• WORK ORDER:
Rewrite the part of the anchor points text that begins at the words "The most important" and stops after "winning that battle.", replacing "parental role" with "supervisory role".
SOURCE TEXT below:
– Alvin Weaver
Regional Administrator of Residential Services
Anchor points represent areas that are negotiable between the client and staff. The anchor point is the name given to a method of handling a child’s repressed anger, destructive or violent impulses, or deviant behavior, at times and in places selected by the staff. An anchor point is founded upon a common practice between a parent and a child in the family. It can be observed contributing to the stability of the family and the interpersonal relationships between parents and children, and in any home in the community.
Every family has their idiosyncrasies or modes of behavior that are frowned upon or disapproved of by the head of the family; examples include leaning back in the chair, putting elbows on the table, talking with one’s mouth full of food, etc. The adults’ attitudes toward these acts appeared to have persisted from early childhood. But, on first observation, it appeared the child had not quite gotten the message despite the frequent repetition, the parent had not been clear in expressing his disapproval, since these practices persisted up until the time the child left home, and on into the child’s subsequent visits to the parental home. On closer scrutiny, we had to accept the fact the parent communicated his dislike of certain behaviors, and the child perceived the attitude of the parent. This left us with the problem of explaining the purpose behind the rather peculiar communications. For example, a 17-year-old would come to the table, put an elbow alongside his plate, and his mother would express immediate disapproval, “please take your elbow off the table”. At times, the teenager would remove his elbow the moment the issue was broached by the parent. Sometimes he would leave his elbow on the table as if he had not heard. Then his mother would either repeat the request more strongly or drop the matter altogether. At other times, the teenager would react by placing his other elbow on the table quite vigorously. Again, sometimes the mother would increase the strength of her protest, other times ignore the behavior. Anchor points are rules which have a basis in common sense or good health practices, but which do not concern matters of life and death importance. Therefore, they can be broken or defied without serious consequences. This makes the anchor point an extremely flexible treatment tool, and it is in the flexibility of anchor points that there is value.
Anchor points permit the expression of underlying anger, fear, and frustration in areas in which the child can win if they need to win for the sake of their ego even though they might be wrong as far as the issue is concerned. If staff are wise in their use of anchor points, the handling of children around outside limits in daily routines will be minimal. This puts the staff in command of the symptomatic expression of the child. Instead of waiting for an outburst laden with pathology to be triggered by chance events, the pathology is handled by staff, at times chosen by them, around strictly negotiable issues. This keeps the treatment milieux free from contamination.
Children break anchor points to check how observant staff is in noticing their activities or as an invitation to staff to become involved with them on one level or another. Sometimes they just need the reassurance that there is an adult nearby who sees and intervenes when necessary and so makes life less precarious for the child. If a staff member fails to become involved when a child breaks an anchor point the child will continue to invite involvement until the staff person is forced to handle the pathology around an outside limit or routine. This contaminates the treatment milieux because it forces the staff person into a situation where he or she must assert their will to the detriment of their relationship with the child or the child’s concept of himself, or as a type of adult who is different from the adults with whom he has met previously.
The most important thing to remember when using anchor points is to keep the focus on the child and the child’s needs. Do not lose sight of your parental role. Hang on to your sense of humor!
Of course, the child must know these prohibitions exist in that they are things the adult does not like the child to do at certain times and places. So, one must begin by laying them on the line for the group by telling the therapeutic community these are idiosyncrasy’s which are important to me as an adult and which I will expect you to respect. These routines, anchor points, and outside limits are basic areas that are experienced in not only a therapeutic setting but also in dealing with any family. The basic message with anchor points is that it is okay to allow some room for the child to assert their will when the detriment of the confrontation outweighs the gains from winning that battle.
End of SOURCE TEXT.
LISTED ENTRIES below:
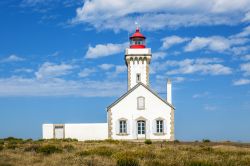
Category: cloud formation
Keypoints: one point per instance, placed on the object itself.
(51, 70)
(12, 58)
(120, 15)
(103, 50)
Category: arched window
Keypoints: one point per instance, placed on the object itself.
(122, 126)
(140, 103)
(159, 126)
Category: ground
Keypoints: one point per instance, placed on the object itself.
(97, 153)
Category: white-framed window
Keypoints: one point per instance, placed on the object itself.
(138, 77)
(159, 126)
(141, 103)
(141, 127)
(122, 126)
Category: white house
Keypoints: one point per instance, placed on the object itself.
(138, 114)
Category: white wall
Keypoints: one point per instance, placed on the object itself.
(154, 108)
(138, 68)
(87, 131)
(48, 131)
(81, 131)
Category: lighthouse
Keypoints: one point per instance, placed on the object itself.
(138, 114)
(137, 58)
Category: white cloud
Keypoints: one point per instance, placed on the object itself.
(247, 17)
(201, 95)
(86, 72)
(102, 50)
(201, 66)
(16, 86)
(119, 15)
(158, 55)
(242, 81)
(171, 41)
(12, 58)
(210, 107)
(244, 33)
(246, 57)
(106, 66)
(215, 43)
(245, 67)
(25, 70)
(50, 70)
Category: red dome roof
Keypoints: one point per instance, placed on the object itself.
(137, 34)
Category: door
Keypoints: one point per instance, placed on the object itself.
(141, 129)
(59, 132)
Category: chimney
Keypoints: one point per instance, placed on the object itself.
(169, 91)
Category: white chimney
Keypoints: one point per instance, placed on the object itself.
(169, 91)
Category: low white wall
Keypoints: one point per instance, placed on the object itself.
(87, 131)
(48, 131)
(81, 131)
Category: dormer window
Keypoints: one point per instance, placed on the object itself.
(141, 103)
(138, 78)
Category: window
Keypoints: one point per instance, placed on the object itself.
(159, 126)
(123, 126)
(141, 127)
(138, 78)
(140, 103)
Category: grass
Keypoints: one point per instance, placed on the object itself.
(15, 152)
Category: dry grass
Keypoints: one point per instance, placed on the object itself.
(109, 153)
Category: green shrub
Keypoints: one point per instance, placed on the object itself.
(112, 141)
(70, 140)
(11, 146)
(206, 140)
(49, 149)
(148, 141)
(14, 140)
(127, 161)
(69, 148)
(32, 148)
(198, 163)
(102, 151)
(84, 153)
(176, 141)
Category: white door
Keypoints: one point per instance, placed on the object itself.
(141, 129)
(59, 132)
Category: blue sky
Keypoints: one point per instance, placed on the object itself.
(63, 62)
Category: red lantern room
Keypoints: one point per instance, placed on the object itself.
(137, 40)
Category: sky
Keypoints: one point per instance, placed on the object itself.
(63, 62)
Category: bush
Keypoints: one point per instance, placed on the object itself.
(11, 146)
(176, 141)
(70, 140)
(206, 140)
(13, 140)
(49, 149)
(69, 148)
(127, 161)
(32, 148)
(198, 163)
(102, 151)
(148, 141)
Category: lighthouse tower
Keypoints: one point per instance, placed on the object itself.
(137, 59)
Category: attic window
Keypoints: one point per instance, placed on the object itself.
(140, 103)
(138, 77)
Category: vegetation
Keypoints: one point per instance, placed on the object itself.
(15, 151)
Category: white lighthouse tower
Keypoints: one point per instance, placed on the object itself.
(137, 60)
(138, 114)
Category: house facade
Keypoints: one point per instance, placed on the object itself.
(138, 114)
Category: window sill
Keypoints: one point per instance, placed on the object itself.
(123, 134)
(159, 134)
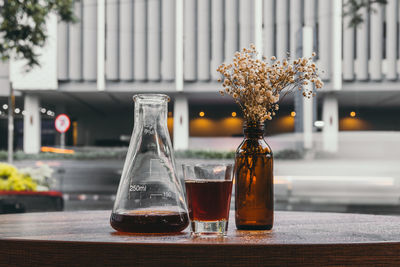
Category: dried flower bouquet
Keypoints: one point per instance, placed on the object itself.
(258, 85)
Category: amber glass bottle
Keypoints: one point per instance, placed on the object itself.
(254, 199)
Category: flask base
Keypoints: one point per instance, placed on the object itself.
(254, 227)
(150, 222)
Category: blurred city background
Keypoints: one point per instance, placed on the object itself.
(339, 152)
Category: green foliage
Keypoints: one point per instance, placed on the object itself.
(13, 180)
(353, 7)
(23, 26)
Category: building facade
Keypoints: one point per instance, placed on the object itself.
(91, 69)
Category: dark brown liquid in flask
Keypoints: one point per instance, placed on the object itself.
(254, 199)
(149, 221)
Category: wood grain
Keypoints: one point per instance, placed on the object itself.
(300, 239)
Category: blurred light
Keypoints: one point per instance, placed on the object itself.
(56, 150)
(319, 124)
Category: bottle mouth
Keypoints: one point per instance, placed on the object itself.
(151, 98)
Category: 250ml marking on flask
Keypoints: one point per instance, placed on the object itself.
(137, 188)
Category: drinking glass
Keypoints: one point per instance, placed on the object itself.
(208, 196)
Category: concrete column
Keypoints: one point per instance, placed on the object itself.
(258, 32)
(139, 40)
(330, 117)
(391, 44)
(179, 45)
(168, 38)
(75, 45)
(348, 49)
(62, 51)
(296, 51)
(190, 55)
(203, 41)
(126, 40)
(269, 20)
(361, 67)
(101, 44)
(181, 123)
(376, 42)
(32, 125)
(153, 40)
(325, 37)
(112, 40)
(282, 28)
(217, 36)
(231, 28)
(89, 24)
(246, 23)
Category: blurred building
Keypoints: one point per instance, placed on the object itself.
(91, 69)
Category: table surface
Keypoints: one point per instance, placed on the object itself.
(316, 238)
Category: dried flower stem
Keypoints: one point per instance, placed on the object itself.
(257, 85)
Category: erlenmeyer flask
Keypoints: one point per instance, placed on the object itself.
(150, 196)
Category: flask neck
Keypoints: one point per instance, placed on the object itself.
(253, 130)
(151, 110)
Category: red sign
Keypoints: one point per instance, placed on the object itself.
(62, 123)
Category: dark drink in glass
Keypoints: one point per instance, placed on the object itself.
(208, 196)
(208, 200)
End of LISTED ENTRIES.
• OUTPUT FOR THIS TASK:
The most important thing to remember when using anchor points is to keep the focus on the child and the child’s needs. Do not lose sight of your supervisory role. Hang on to your sense of humor!
Of course, the child must know these prohibitions exist in that they are things the adult does not like the child to do at certain times and places. So, one must begin by laying them on the line for the group by telling the therapeutic community these are idiosyncrasy’s which are important to me as an adult and which I will expect you to respect. These routines, anchor points, and outside limits are basic areas that are experienced in not only a therapeutic setting but also in dealing with any family. The basic message with anchor points is that it is okay to allow some room for the child to assert their will when the detriment of the confrontation outweighs the gains from winning that battle.